__DATA FOR THIS TASK__
+++++

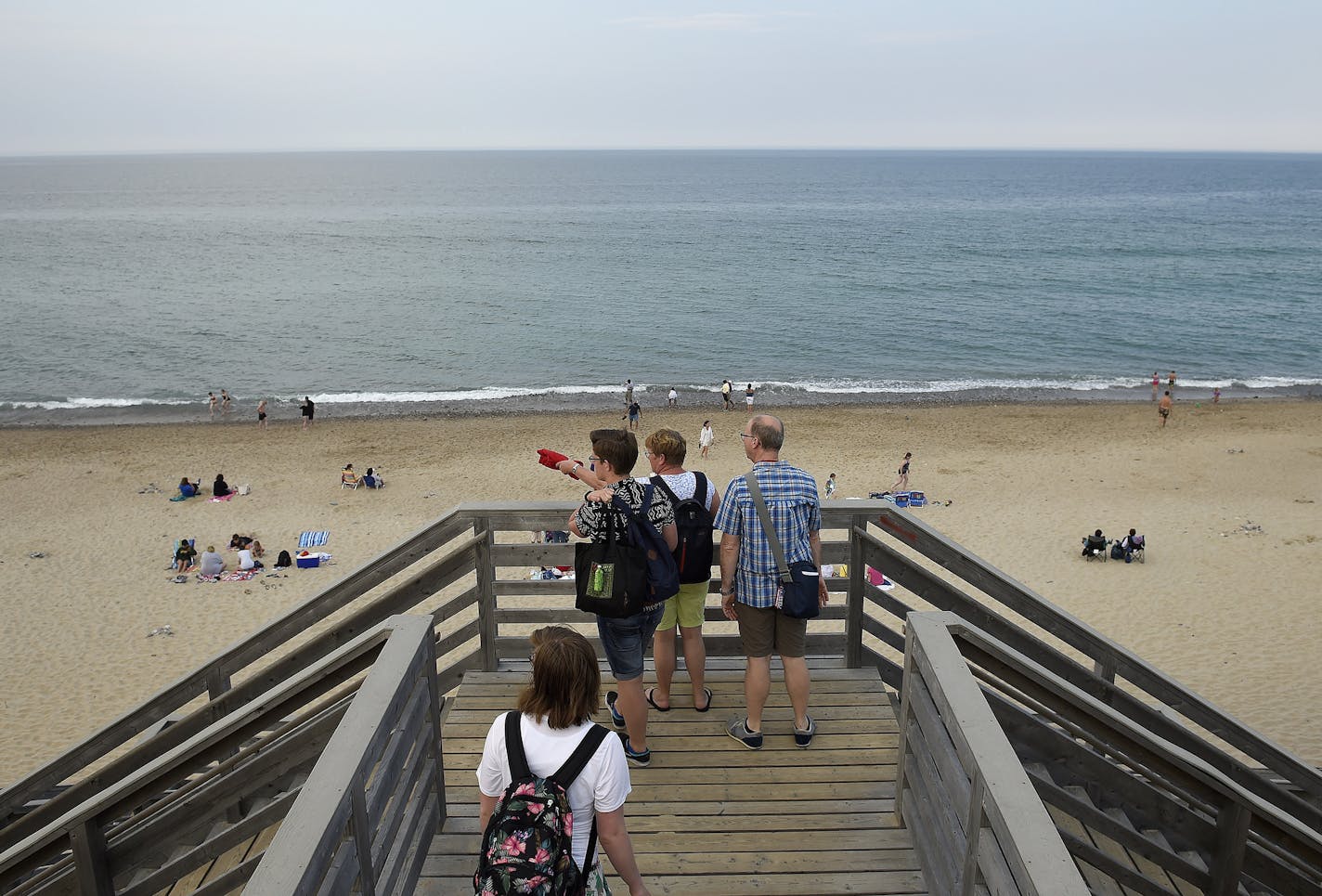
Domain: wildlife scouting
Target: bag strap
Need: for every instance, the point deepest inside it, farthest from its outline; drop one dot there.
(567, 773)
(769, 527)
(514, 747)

+++++

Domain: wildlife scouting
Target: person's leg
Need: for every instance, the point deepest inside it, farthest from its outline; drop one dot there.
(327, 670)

+++++

__WORK INSTRUCTION__
Return all lines in the data that include the word "Target".

__SOLUTION FOR THIS TASK__
Target: bag strap
Target: person's leg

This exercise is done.